» **Texto de leitura**
┌──

No caso particular do casal, cujo relato fidedigno me merece confiança, foi pedido a um desses "seguranças", infelizmente o que aparentava o ar de burgesso mais aperfeiçoado,  perante a prostração da mulher, no banco de trás do carro, aliás estacionado junto à porta de urgência, porque havia espaço e ocasião para tal, que "por favor" disponibilizasse uma maca para transportar a doente que não podia deslocar-se a pé por sentir muitas dores e lhe ser muito difícil tal deslocação. Resposta do "segurança": arranja-se uma cadeira de rodas! "Obrigado, mas a cadeira de rodas não serve para o caso, porque a dificuldade é em estar de pé ou sentada. Era mesmo precisa a maca". Na ausência de resposta, para além do evasivo "vou ver", passaram alguns minutos até que surgiu o mesmo dito cujo à porta, tendo-lhe sido então perguntado pela maca. "Ah! A maca! Estou a tratar disso, mas arranja-se uma cadeira de rodas...". "Não é a cadeira de rodas, mas a maca".  E depois de mais de cinco longos minutos de espera: " tem que ir fazer a inscrição primeiro e depois é que se pode ver se precisa da maca...". Pois, perante a indiferença do indivíduo, alheado totalmente do problema do "utente" a não ser para informar que era preciso fazer a "inscrição", lá foi o homem fazer a "inscrição". Como não estava ninguém na bicha dirigiu-se directamente ao guichet onde um funcionário com ar e cara de reforma lhe disse imediatamente: "já tirou a senha?" E perante a circunspecção do interessado, já aflito com as dores da mulher, deitada no carro e com a inoperância dos "responsáveis" pela "segurança", perguntou onde se tirava a senha, tendo obtido o gesto vago indicador de um sítio para ali, por trás de qualquer esquina visível. Lá tirou a senha e só depois é que recebido o papelinho o funcionário enfastiado e com ar de reformado, designou um número, não sem antes ter desatendido novo pedido de uma maca, porque tal incumbência não era dele, reformado com ar de funcionário, mas da "triagem". Nisto passou um bom quarto de hora. 

Perante a impossibilidade de se conseguir uma maca dos serviços da responsabilidade directa daquele médico dirigente da urgência, e o desespero de quem sofre, a mulher lá teve que sair ajudada pelo homem, com sofrimento visível e desesperado numa caminhada de algumas dezenas de metros, com a passividade e indiferença dos "seguranças" a ver o espectáculo, enquanto a mulher se contorcia de dores e sentava numa cadeira à espera da chamada, pelo sistema sonoro.

└──

» **Instruções**
1. Transcreva o trecho do relato que começa em "Perante a impossibilidade" e termina em "pelo sistema sonoro.".
2. Segundo o relato, o que o "segurança" ofereceu em vez da maca pedida?
3. Traduza para o inglês esta frase do relato: "Nisto passou um bom quarto de hora."

» **Dados de entrada**
┌──

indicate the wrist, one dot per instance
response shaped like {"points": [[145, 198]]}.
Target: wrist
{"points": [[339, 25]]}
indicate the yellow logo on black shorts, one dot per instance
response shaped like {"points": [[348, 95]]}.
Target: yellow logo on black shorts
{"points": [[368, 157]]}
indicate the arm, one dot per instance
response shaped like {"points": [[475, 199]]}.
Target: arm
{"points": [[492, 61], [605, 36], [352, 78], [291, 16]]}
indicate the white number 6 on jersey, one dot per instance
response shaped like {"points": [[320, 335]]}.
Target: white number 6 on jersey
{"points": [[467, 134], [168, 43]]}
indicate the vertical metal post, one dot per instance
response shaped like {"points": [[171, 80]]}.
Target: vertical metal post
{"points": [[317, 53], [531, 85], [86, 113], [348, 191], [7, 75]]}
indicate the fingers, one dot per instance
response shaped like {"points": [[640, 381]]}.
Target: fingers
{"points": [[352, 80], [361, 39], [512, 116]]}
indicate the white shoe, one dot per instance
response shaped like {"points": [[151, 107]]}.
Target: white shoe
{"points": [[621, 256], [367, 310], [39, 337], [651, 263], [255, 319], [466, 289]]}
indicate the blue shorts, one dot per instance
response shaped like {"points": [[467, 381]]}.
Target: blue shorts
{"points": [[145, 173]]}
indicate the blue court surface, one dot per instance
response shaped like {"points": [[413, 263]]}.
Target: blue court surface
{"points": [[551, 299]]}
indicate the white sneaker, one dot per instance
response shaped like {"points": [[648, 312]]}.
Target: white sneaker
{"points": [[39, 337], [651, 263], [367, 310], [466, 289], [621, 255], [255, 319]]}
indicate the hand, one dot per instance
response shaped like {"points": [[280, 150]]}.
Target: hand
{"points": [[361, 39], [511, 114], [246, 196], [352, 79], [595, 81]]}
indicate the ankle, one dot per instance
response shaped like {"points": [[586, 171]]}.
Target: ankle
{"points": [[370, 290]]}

└──

» **Respostas por tarefa**
1.
Perante a impossibilidade de se conseguir uma maca dos serviços da responsabilidade directa daquele médico dirigente da urgência, e o desespero de quem sofre, a mulher lá teve que sair ajudada pelo homem, com sofrimento visível e desesperado numa caminhada de algumas dezenas de metros, com a passividade e indiferença dos "seguranças" a ver o espectáculo, enquanto a mulher se contorcia de dores e sentava numa cadeira à espera da chamada, pelo sistema sonoro.

2. Uma cadeira de rodas.

3. In the meantime, a good quarter of an hour went by.